# [REQUIRED WORK]
Retype every line of the data, keeping each word exactly.

──────── RECORDS PROVIDED ────────

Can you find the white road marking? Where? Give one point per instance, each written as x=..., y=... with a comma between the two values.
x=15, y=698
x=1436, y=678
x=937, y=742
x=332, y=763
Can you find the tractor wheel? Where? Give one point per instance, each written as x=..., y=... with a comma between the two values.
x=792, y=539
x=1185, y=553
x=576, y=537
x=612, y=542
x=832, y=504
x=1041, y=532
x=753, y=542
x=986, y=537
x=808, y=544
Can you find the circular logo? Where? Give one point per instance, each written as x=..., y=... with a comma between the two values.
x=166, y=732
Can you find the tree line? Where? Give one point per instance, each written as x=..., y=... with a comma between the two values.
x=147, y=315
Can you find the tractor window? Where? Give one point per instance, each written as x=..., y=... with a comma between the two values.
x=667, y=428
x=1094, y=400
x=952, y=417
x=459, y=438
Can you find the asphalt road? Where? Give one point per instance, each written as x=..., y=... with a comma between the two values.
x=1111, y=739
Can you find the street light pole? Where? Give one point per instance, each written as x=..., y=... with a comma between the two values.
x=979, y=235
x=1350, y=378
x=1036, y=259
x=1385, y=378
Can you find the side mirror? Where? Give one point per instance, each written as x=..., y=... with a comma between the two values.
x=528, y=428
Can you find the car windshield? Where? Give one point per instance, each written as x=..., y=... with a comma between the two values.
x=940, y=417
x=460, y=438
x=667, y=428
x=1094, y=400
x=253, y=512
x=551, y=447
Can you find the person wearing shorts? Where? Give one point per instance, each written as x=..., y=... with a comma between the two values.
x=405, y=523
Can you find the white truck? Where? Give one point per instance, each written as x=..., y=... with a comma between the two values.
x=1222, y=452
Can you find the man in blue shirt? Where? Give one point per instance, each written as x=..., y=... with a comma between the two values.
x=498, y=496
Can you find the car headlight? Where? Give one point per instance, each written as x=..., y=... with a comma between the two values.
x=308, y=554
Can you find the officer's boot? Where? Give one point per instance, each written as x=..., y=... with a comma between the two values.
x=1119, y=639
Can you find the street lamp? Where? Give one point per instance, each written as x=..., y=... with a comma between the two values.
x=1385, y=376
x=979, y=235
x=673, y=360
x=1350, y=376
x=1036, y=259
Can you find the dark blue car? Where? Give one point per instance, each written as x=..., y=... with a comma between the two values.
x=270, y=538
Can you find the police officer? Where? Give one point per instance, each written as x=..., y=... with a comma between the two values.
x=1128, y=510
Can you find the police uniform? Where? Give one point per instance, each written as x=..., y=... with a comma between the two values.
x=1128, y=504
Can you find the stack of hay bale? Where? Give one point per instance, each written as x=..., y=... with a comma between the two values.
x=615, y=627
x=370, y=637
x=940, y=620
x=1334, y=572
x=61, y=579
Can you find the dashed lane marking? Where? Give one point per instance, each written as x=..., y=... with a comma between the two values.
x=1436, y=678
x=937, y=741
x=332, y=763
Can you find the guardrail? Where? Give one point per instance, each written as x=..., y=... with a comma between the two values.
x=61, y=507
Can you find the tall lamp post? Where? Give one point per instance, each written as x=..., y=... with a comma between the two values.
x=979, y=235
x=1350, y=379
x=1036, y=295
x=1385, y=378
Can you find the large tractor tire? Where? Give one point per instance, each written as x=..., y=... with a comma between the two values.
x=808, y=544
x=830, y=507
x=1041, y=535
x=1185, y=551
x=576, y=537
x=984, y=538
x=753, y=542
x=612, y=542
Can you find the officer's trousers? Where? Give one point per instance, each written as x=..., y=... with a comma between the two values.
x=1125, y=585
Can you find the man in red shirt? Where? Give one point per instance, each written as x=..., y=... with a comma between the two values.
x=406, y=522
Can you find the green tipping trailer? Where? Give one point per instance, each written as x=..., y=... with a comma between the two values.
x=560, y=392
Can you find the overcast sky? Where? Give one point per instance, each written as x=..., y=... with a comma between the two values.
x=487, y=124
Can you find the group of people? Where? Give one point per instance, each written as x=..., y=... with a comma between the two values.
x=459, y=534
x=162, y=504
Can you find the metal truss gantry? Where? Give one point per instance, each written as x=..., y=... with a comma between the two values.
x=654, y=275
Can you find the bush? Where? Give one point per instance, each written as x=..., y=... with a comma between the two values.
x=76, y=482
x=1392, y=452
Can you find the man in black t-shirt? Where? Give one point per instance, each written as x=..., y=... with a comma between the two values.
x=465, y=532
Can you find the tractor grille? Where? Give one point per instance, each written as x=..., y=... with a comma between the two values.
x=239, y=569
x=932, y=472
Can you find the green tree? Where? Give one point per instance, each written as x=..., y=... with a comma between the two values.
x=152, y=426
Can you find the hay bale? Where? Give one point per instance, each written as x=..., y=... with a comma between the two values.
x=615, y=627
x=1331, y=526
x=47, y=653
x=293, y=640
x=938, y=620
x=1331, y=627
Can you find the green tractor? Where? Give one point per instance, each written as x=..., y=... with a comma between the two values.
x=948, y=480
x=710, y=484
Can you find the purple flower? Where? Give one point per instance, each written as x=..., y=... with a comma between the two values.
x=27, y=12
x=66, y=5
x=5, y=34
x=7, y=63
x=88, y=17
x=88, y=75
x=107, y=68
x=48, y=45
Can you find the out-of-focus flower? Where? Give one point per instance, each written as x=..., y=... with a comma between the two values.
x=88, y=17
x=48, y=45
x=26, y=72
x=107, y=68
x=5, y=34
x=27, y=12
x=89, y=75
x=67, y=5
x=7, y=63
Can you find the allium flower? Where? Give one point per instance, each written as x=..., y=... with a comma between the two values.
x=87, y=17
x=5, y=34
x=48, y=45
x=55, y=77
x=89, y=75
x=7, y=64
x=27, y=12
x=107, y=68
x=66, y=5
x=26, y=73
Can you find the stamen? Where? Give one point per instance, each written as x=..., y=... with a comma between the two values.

────────

# [TASK RESULT]
Can you find the white road marking? Where? Give one point per instance, each written as x=..., y=... with a comma between the two values.
x=15, y=698
x=1436, y=678
x=937, y=742
x=332, y=763
Can you find the tractor wheel? Where? Give one point per instance, each written as x=..., y=... with a comma between the two values.
x=792, y=539
x=1185, y=553
x=576, y=537
x=612, y=542
x=832, y=504
x=1041, y=532
x=753, y=542
x=986, y=537
x=808, y=544
Can you find the circular logo? Where? Give one point per instance, each written as x=..., y=... with a comma between the two values.
x=166, y=732
Can you find the tree line? Where? Give one point per instance, each written as x=..., y=... with a comma between the two values.
x=147, y=315
Can you find the tractor window? Where? Give one point per instance, each written as x=..., y=... with a comma between the two values.
x=667, y=428
x=1094, y=400
x=952, y=417
x=459, y=438
Can you find the asphalt road? Where? Give one point per instance, each written as x=..., y=... with a comma between the two values.
x=1111, y=739
Can you find the street light pole? Where? Give one point per instance, each written as x=..., y=... with a comma between the two values.
x=979, y=235
x=1350, y=378
x=1036, y=259
x=1385, y=378
Can you find the side mirror? Where? Give one point per instance, each written as x=..., y=... with a comma between the two values.
x=528, y=428
Can you find the car windshield? Where? Give one point per instance, each written as x=..., y=... with a comma between the two values.
x=940, y=417
x=460, y=438
x=667, y=428
x=1094, y=400
x=253, y=512
x=551, y=447
Can you find the person wearing shorts? Where? Give one point per instance, each written as x=..., y=... with a comma between the two values.
x=405, y=523
Can you find the white truck? Where? Give one point per instance, each written as x=..., y=... with a comma between the two values.
x=1222, y=452
Can you find the man in blue shirt? Where? Give one point per instance, each written as x=..., y=... with a comma between the two values.
x=498, y=496
Can you find the car headlight? Where? Give one point per instance, each written as x=..., y=... with a comma between the two values.
x=308, y=554
Can you find the officer's boot? Where? Give one point per instance, each written as x=..., y=... with a comma between the two values.
x=1119, y=639
Can you find the street lamp? Where? Give one point per instance, each written as x=..., y=... with a comma between the two values.
x=1385, y=376
x=979, y=235
x=673, y=360
x=1350, y=376
x=1036, y=259
Can you find the dark blue car? Where? Give one point per instance, each written as x=..., y=... with a comma between the two values.
x=270, y=538
Can you find the police officer? Where? Give one point per instance, each written as x=..., y=... with a comma between the two values.
x=1128, y=510
Can you find the police uniform? Where? Give one point per instance, each written as x=..., y=... with a comma between the two values.
x=1128, y=504
Can you find the stack of hay bale? Where? Give one point per instance, each written as x=..., y=... with a comma between the two values.
x=615, y=627
x=370, y=637
x=940, y=620
x=1334, y=572
x=61, y=579
Can you find the dashed lane marking? Where? Give one point per instance, each written as x=..., y=... with a comma between the two values.
x=1436, y=678
x=937, y=741
x=332, y=763
Can you find the guardrail? Where? Give one point per instance, each written as x=..., y=... with a comma between the two values.
x=61, y=507
Can you find the tall lamp post? Where? Give one point per instance, each written as x=..., y=... with a comma between the two values.
x=979, y=235
x=1350, y=379
x=1036, y=295
x=1385, y=378
Can you find the large tractor tire? Where? Give one point per instance, each written as x=..., y=... with a comma between the two values.
x=808, y=544
x=830, y=507
x=1041, y=535
x=1185, y=551
x=576, y=537
x=984, y=538
x=753, y=542
x=612, y=542
Can you find the officer's trousers? Where? Give one point per instance, each written as x=..., y=... with a comma between the two values.
x=1125, y=585
Can you find the man in red shirt? Where? Give one point per instance, each written as x=..., y=... with a comma between the two values.
x=406, y=522
Can you find the green tipping trailer? Where? Give one point per instance, each written as x=..., y=... with a comma between the two values.
x=560, y=392
Can you find the overcast sky? Where? Give one point per instance, each written as x=..., y=... with a comma between the two values.
x=487, y=124
Can you find the group of people? Where? Give one point per instance, each written as x=..., y=... with a comma between the two values.
x=459, y=534
x=162, y=504
Can you find the metal truss gantry? Where? Give one point per instance, each written as x=..., y=... with a comma between the two values.
x=654, y=275
Can you find the bush? Where? Give one point per instance, each written as x=..., y=... with a comma between the two values.
x=76, y=482
x=1392, y=452
Can you find the man in black t-shirt? Where? Give one point per instance, each written as x=..., y=... with a comma between the two values.
x=465, y=532
Can you find the tractor grille? Where? Give one point per instance, each written as x=..., y=... with a comma between the two values.
x=239, y=569
x=932, y=472
Can you find the green tree? Where? Give one point per instance, each written as x=..., y=... with a comma between the two values.
x=152, y=426
Can you find the hay bale? Where? Give one point per instance, each written as x=..., y=... with a comma between the two values.
x=615, y=627
x=1331, y=526
x=47, y=653
x=293, y=640
x=938, y=620
x=1331, y=627
Can you find the green tractor? Where? Give one point per instance, each written as x=..., y=... with a comma between the two values.
x=948, y=480
x=710, y=484
Can you find the purple flower? Where? Give one point per instance, each written as x=..., y=... with a comma between the two values.
x=27, y=12
x=66, y=5
x=5, y=34
x=7, y=63
x=88, y=17
x=88, y=75
x=107, y=68
x=48, y=45
Can you find the out-of-focus flower? Where? Give one point per instance, each written as x=..., y=... with a comma between the two values.
x=88, y=17
x=48, y=45
x=26, y=72
x=107, y=68
x=5, y=34
x=27, y=12
x=89, y=75
x=67, y=5
x=7, y=63
Can you find the allium flower? Where? Give one point per instance, each written as x=..., y=... with a comma between the two values.
x=87, y=17
x=5, y=34
x=48, y=45
x=55, y=77
x=89, y=75
x=7, y=64
x=27, y=12
x=107, y=68
x=66, y=5
x=26, y=73
Can you find the stamen? Where? Give one point per instance, each written as x=..., y=... with a comma between the two values.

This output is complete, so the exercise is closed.